Die Unesco gab dieses Jahr ihren Kommentar zur Kuppel der Jahrhunderthalle ab: Ein Brückenschlag in die Moderne sei sie und damit Weltkulturerbe.

Foto: www.wroclaw.pl
Ein Stahlbeton-Kuppelbau mit gigantischen Ausmaßen - so etwas hatte Anfang des 20. Jahrhunderts kein Mensch je gesehen. Eine Superlative sollte die Jahrhunderthalle in Breslau/Wroclaw bis heute bleiben, wenn auch lange Zeit verkannt. Ihr Gewölbe ist im Querschnitt anderthalbmal größer als das des Pantheons in Rom. Dabei hat es nicht einmal die Hälfte seiner Masse. Die Rippenkonstruktion, die sich über 65 Meter spannt, war im Jahr der Eröffnung 1913 die größte und kühnste überhaupt. Ein architektonisches Meisterwerk von Weltrang, befand jüngst die Unesco und setzte die Hala Ludowa - "Volkshalle", wie die Jahrhunderthalle seit 1945 heißt - dieses Jahr auf die Liste des Weltkulturerbes.

Aufgabe
Gib aus dem Text zur Jahrhunderthalle den Abschnitt zwischen „Foto: www.wroclaw.pl“ und „Liste des Weltkulturerbes.“ einschließlich wortgetreu zurück.

Erfasste Daten
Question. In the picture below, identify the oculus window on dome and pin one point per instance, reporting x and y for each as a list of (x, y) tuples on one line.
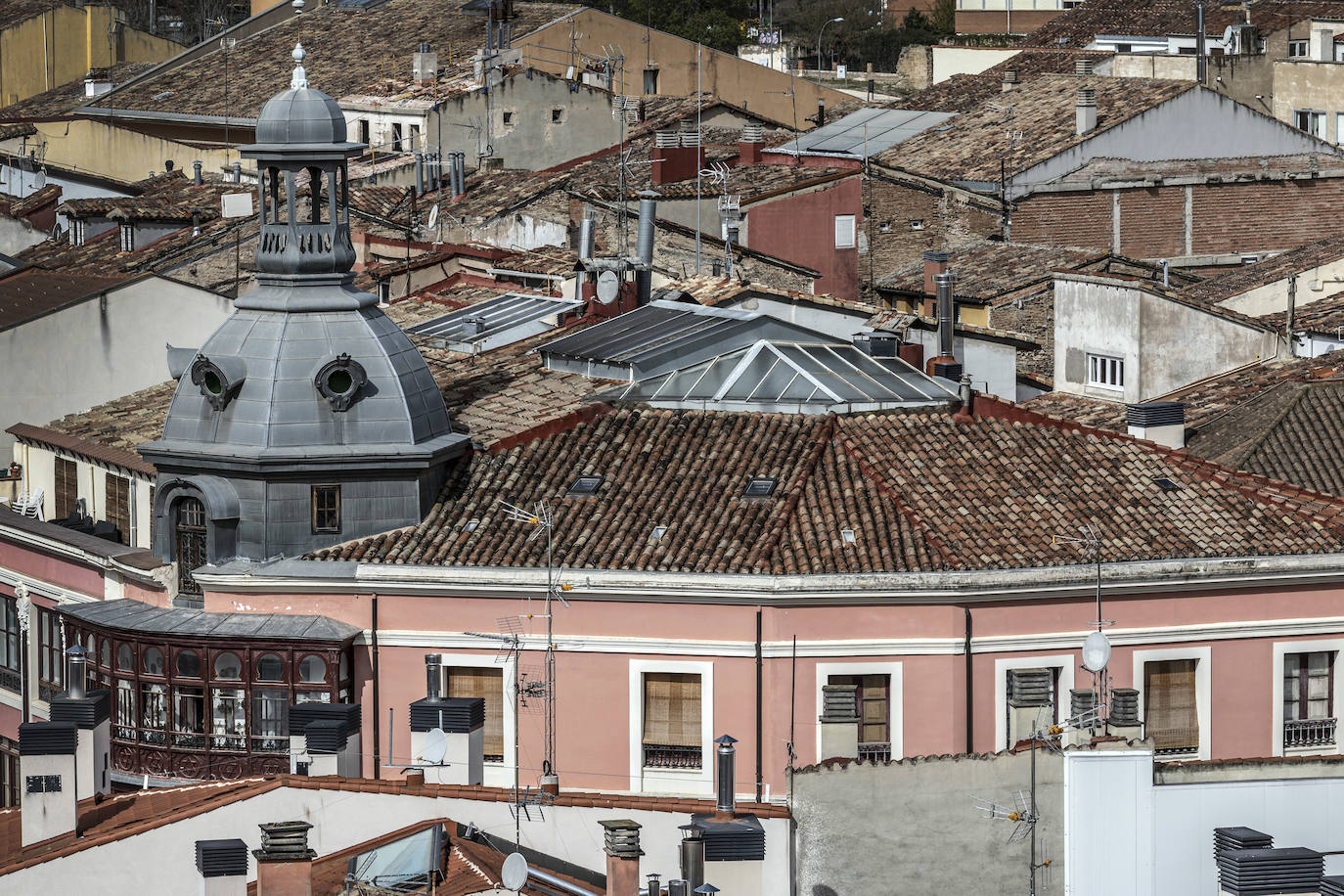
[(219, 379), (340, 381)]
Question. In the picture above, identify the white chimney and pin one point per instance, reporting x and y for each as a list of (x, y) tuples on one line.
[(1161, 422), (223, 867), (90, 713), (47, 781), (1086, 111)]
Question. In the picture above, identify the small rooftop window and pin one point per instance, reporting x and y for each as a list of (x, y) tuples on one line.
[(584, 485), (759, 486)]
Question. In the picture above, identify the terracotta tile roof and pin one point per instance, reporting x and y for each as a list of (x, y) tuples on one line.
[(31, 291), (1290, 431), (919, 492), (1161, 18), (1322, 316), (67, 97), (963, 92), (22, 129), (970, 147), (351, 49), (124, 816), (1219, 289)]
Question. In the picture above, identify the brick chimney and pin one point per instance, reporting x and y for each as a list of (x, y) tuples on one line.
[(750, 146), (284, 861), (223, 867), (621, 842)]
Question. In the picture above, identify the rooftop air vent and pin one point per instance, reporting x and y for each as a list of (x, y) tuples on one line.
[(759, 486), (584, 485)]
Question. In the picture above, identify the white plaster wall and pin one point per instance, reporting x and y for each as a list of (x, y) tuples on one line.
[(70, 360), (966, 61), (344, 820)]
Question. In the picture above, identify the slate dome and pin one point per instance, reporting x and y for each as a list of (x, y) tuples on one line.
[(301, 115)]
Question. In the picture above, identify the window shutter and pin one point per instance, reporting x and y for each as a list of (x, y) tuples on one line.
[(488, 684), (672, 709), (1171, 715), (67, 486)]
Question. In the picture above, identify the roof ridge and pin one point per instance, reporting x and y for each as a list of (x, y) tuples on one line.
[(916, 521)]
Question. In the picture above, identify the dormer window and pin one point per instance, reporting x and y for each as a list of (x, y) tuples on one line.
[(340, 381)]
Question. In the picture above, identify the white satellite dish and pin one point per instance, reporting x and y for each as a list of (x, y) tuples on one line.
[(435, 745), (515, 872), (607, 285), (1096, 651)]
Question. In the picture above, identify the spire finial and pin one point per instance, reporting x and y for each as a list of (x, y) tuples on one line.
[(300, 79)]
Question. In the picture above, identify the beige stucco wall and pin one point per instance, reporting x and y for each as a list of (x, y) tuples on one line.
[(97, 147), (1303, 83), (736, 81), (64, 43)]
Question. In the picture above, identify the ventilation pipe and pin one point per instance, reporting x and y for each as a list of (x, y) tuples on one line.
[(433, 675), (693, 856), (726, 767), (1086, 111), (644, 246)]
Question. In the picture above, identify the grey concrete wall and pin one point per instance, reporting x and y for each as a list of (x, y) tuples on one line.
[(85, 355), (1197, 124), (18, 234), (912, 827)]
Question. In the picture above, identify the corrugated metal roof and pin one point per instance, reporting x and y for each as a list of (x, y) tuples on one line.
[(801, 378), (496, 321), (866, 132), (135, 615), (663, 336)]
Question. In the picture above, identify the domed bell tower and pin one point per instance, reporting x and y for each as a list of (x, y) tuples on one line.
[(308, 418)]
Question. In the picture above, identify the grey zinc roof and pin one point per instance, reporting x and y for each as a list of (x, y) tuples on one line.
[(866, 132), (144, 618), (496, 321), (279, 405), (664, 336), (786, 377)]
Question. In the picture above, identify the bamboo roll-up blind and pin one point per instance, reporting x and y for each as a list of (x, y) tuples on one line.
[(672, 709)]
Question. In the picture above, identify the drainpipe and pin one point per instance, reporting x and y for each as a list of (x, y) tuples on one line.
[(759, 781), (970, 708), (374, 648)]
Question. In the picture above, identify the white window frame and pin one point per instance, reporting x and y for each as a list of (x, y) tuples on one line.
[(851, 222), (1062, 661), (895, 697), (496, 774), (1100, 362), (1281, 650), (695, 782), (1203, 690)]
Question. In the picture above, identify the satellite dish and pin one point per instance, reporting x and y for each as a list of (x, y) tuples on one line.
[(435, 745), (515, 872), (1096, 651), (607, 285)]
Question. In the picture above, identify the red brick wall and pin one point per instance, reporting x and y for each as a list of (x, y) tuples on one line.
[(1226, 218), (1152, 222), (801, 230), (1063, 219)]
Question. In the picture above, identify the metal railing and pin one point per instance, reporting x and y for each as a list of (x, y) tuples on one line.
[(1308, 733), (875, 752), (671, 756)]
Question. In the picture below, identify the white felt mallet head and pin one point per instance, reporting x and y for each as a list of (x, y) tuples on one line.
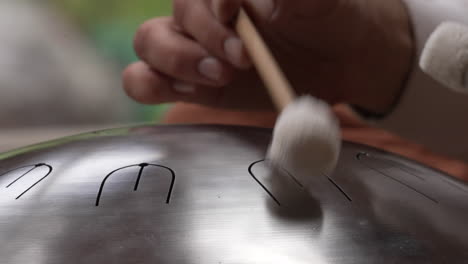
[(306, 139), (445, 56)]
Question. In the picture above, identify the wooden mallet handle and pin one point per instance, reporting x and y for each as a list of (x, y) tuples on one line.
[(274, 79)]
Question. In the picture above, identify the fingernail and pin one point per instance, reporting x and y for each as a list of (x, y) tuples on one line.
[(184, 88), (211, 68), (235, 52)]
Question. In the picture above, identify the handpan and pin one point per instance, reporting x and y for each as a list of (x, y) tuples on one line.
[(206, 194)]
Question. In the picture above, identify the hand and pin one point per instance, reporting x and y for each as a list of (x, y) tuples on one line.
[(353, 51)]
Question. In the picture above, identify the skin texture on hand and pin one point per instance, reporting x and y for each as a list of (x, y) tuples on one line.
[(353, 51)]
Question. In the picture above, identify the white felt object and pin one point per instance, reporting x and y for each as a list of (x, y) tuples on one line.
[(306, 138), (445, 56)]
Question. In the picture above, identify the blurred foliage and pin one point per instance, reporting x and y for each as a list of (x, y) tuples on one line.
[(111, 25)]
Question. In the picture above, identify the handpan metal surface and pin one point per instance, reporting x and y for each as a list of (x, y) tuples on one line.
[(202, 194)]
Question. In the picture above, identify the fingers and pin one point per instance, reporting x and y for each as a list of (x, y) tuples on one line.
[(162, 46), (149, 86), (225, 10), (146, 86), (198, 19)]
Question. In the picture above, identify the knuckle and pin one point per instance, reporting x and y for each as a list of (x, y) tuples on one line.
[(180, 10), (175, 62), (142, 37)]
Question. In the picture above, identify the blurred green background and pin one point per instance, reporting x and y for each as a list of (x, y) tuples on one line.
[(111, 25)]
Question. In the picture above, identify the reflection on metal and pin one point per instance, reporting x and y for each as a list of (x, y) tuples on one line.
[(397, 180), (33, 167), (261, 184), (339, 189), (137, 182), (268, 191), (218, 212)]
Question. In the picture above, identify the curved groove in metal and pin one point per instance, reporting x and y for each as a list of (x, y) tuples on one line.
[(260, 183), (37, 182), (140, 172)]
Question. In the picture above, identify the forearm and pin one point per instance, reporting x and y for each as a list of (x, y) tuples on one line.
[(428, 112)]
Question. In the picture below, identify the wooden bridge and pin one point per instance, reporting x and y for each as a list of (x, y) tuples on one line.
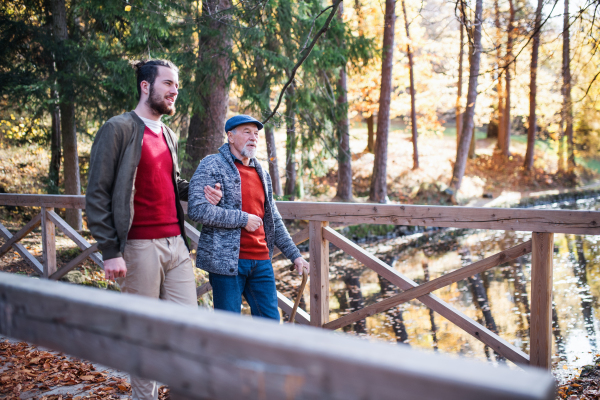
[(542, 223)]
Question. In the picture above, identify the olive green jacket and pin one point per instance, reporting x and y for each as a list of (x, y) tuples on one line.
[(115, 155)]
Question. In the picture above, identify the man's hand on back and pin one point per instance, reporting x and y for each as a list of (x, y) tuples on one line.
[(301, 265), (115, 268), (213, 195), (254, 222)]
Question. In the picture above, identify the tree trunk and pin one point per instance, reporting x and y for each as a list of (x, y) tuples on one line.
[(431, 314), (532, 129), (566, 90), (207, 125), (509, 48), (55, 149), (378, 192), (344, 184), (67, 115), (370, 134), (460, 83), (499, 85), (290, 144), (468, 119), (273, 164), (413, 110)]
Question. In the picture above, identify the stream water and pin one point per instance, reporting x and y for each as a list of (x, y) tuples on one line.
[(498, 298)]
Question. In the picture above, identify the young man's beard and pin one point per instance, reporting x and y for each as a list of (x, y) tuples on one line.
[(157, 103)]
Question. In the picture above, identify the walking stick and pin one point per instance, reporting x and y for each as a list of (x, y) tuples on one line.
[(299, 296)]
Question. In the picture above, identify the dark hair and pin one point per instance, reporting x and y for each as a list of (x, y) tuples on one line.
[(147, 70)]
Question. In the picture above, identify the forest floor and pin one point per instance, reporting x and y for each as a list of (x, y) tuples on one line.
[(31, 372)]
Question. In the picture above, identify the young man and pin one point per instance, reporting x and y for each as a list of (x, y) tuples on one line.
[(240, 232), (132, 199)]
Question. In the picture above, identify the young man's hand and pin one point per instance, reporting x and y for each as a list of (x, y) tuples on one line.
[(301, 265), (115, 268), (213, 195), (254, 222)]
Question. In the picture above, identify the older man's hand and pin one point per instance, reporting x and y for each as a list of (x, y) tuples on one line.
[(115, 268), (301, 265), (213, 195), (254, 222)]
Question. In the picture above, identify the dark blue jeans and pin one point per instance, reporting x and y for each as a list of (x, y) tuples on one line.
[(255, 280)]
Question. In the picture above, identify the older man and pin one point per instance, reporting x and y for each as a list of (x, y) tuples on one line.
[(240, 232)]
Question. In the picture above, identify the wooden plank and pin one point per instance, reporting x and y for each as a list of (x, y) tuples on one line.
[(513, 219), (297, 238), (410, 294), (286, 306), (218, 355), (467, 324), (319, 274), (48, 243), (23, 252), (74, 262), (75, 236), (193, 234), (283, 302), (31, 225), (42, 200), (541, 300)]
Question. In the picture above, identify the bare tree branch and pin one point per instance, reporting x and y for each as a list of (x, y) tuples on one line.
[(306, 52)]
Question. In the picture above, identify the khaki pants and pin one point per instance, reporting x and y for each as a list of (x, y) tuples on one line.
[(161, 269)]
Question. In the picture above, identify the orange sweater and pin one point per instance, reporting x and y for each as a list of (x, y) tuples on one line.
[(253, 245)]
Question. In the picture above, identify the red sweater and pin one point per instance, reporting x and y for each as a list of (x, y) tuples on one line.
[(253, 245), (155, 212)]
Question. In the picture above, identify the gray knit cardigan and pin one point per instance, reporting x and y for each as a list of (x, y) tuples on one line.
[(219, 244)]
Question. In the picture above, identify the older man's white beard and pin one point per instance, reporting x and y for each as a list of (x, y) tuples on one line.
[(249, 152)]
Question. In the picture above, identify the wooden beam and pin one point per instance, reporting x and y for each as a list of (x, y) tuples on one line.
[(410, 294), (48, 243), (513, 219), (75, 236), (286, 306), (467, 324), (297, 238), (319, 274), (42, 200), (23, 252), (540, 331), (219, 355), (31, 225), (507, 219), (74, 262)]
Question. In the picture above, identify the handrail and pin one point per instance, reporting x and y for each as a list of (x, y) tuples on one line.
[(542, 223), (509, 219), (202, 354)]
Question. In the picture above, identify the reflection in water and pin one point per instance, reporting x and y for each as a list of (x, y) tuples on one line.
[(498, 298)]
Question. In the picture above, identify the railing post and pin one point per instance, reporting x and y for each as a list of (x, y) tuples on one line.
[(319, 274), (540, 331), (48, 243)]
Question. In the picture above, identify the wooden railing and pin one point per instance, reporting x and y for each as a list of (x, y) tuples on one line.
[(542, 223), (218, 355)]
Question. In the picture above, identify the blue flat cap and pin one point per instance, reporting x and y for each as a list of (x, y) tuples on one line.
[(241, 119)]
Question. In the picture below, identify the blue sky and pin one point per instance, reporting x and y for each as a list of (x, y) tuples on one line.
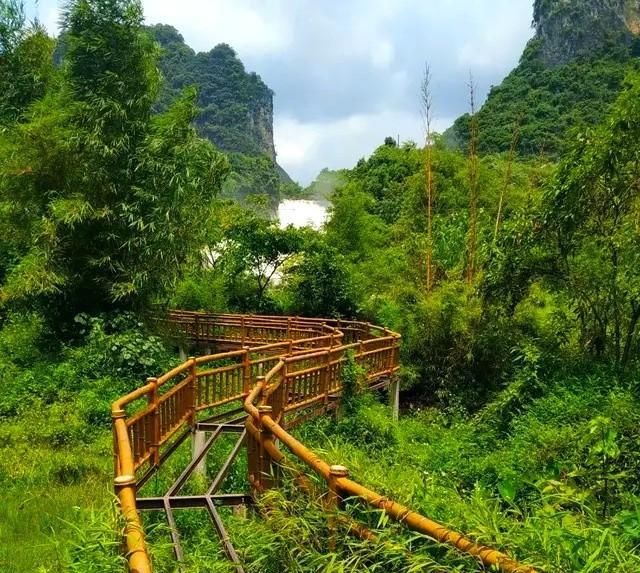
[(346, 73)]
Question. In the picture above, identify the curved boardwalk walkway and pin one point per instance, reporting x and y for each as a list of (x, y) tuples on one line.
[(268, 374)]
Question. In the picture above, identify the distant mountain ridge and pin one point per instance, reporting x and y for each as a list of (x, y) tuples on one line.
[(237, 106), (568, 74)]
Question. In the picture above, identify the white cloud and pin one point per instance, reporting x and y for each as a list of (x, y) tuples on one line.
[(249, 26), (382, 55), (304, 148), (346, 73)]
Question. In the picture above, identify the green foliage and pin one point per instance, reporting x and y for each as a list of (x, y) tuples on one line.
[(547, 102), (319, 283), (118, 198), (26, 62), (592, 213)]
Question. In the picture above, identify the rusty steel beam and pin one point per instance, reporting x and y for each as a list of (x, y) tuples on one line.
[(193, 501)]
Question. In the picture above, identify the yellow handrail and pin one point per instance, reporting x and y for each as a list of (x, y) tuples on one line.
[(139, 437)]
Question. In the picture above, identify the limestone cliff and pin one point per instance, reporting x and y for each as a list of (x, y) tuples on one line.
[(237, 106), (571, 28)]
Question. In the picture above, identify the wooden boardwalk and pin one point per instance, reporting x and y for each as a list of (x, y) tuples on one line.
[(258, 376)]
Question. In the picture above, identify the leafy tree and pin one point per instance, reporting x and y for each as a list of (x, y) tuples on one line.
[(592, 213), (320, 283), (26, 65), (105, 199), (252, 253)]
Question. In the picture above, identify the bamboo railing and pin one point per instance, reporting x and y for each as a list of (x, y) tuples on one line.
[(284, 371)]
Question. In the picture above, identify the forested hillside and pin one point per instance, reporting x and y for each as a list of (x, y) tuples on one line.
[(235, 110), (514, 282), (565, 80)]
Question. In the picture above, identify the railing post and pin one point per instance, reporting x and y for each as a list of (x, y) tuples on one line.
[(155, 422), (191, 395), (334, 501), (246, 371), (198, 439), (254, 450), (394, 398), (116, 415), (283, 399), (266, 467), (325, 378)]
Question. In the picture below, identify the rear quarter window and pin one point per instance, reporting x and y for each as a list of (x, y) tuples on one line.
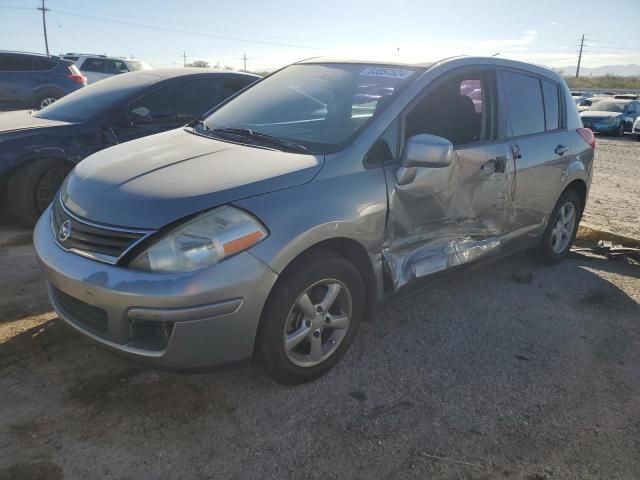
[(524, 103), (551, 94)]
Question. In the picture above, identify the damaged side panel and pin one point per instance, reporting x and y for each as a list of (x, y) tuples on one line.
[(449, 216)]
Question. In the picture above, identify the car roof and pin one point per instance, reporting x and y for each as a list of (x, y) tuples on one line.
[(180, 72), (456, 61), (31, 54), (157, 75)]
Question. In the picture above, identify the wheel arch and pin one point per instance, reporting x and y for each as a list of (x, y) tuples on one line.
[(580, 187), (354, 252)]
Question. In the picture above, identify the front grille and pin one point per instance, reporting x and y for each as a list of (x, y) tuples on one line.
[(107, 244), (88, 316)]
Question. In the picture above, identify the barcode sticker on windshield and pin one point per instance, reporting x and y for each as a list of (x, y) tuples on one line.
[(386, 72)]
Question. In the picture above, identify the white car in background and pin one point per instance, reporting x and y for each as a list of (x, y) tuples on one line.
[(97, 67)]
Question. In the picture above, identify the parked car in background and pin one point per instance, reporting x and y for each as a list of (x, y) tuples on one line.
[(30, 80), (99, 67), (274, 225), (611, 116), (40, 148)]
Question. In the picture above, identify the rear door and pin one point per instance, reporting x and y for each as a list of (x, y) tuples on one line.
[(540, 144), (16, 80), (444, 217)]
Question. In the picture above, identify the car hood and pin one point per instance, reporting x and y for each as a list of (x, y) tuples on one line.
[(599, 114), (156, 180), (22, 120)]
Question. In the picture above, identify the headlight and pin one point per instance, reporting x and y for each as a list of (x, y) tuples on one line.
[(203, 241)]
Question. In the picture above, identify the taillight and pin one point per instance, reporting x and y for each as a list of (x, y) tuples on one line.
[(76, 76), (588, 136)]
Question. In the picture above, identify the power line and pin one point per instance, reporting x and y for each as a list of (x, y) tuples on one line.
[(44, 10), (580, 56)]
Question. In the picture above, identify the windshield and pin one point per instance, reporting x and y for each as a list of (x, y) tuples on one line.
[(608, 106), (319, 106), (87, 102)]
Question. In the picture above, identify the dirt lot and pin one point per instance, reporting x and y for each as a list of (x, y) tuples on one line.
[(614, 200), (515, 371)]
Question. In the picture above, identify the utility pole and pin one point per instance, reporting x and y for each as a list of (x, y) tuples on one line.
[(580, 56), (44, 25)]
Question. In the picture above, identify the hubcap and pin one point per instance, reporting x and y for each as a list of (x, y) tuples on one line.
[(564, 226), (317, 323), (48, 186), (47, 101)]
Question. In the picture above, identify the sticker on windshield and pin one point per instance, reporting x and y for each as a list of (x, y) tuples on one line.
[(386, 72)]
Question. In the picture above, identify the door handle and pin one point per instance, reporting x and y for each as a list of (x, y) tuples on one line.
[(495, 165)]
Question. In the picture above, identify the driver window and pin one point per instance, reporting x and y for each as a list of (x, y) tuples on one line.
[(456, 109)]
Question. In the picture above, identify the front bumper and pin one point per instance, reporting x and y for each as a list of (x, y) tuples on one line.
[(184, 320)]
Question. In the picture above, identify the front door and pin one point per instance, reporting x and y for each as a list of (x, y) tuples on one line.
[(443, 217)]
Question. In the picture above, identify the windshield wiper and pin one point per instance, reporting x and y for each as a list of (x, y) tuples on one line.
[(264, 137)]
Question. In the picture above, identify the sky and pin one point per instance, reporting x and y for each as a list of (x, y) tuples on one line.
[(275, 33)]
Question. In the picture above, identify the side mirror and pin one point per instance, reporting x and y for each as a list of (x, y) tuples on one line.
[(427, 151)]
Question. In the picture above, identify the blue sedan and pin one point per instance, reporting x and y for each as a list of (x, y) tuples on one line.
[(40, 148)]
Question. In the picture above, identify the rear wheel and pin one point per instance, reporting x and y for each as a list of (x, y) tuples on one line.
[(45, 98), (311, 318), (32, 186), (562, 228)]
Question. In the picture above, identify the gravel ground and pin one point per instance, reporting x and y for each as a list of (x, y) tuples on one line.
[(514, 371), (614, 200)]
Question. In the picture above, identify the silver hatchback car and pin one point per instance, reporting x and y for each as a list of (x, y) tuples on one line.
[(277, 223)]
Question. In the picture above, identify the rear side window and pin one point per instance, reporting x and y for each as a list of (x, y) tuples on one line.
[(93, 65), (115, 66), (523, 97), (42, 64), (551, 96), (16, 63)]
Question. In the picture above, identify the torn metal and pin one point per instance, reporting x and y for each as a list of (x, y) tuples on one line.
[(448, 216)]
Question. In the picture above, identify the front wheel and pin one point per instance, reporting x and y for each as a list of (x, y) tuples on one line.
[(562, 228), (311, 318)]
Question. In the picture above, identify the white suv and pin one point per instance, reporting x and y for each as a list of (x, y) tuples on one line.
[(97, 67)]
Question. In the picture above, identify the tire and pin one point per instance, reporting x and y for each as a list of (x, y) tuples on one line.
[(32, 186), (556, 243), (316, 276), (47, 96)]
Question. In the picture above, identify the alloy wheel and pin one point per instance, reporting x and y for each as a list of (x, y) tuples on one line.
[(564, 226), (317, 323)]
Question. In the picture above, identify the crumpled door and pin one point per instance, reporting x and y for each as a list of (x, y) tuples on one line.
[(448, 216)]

Lösung
Foto: www.wroclaw.pl
Ein Stahlbeton-Kuppelbau mit gigantischen Ausmaßen - so etwas hatte Anfang des 20. Jahrhunderts kein Mensch je gesehen. Eine Superlative sollte die Jahrhunderthalle in Breslau/Wroclaw bis heute bleiben, wenn auch lange Zeit verkannt. Ihr Gewölbe ist im Querschnitt anderthalbmal größer als das des Pantheons in Rom. Dabei hat es nicht einmal die Hälfte seiner Masse. Die Rippenkonstruktion, die sich über 65 Meter spannt, war im Jahr der Eröffnung 1913 die größte und kühnste überhaupt. Ein architektonisches Meisterwerk von Weltrang, befand jüngst die Unesco und setzte die Hala Ludowa - "Volkshalle", wie die Jahrhunderthalle seit 1945 heißt - dieses Jahr auf die Liste des Weltkulturerbes.